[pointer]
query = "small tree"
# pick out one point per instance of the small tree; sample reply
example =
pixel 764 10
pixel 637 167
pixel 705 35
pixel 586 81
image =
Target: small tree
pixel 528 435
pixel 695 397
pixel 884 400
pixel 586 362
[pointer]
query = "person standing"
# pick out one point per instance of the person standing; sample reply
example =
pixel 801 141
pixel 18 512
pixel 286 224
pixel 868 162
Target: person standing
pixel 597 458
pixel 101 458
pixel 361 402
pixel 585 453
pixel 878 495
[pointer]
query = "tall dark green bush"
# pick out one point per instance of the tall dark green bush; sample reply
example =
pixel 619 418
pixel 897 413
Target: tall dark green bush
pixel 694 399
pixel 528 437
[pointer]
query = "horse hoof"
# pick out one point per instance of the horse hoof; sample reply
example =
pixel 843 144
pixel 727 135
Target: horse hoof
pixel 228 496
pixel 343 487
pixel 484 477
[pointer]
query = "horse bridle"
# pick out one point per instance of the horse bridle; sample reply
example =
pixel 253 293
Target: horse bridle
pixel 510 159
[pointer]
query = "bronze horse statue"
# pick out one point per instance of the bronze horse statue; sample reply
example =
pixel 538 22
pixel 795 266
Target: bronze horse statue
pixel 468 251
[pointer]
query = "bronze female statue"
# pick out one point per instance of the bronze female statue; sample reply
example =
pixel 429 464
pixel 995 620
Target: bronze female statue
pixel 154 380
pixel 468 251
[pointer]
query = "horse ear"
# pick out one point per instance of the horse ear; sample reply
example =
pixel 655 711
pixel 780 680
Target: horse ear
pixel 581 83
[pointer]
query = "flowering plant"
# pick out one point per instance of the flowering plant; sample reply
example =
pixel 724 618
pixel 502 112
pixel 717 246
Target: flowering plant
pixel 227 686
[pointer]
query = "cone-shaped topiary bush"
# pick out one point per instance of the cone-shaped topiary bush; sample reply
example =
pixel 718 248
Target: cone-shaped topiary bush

==*==

» **What needs to be done**
Your answer must be the full listing above, reproduced exactly.

» **Result for this task**
[pointer]
query = "small tree"
# pick out one point per instance of the small tree; sample reply
example =
pixel 764 10
pixel 637 167
pixel 705 35
pixel 586 81
image =
Target: small tree
pixel 528 435
pixel 695 397
pixel 884 400
pixel 586 362
[pointer]
query = "person standing"
# pick out one point per instance of the person standing; sample reply
example =
pixel 801 141
pixel 18 512
pixel 286 224
pixel 868 162
Target: person standing
pixel 597 458
pixel 101 458
pixel 361 402
pixel 585 453
pixel 878 495
[pointer]
query = "tall dark green bush"
# pick out one point per instance of the tall dark green bush; sample reply
example =
pixel 619 418
pixel 897 413
Target: tall dark green bush
pixel 694 399
pixel 528 437
[pointer]
query = "horse hoof"
# pick out one point per instance of the horse hoof; sample reply
example =
pixel 843 144
pixel 727 135
Target: horse hoof
pixel 228 496
pixel 343 487
pixel 484 477
[pointer]
query = "horse bridle"
# pick out one point per instance of the horse bridle; sample reply
example =
pixel 253 293
Target: horse bridle
pixel 510 159
[pointer]
query = "bronze horse statue"
# pick out one point per instance of the bronze horse statue; sample reply
example =
pixel 538 22
pixel 795 266
Target: bronze horse statue
pixel 468 251
[pointer]
query = "bronze female statue"
# pick out one point per instance of the bronze female statue; sample reply
example =
pixel 429 464
pixel 995 620
Target: bronze female statue
pixel 154 380
pixel 468 251
[pointer]
query = "horse ear"
# pick out one point per instance of the horse ear; sample reply
example =
pixel 655 711
pixel 780 680
Target: horse ear
pixel 581 83
[pointer]
query = "flowering plant"
# pick out one point per instance of the flowering plant; sample reply
example =
pixel 724 618
pixel 502 112
pixel 717 246
Target: flowering plant
pixel 227 686
[pointer]
query = "cone-shaped topiary bush"
# pick out one point per instance of the cone-shaped topiary bush; sample reply
example =
pixel 718 248
Target: cone-shaped topiary bush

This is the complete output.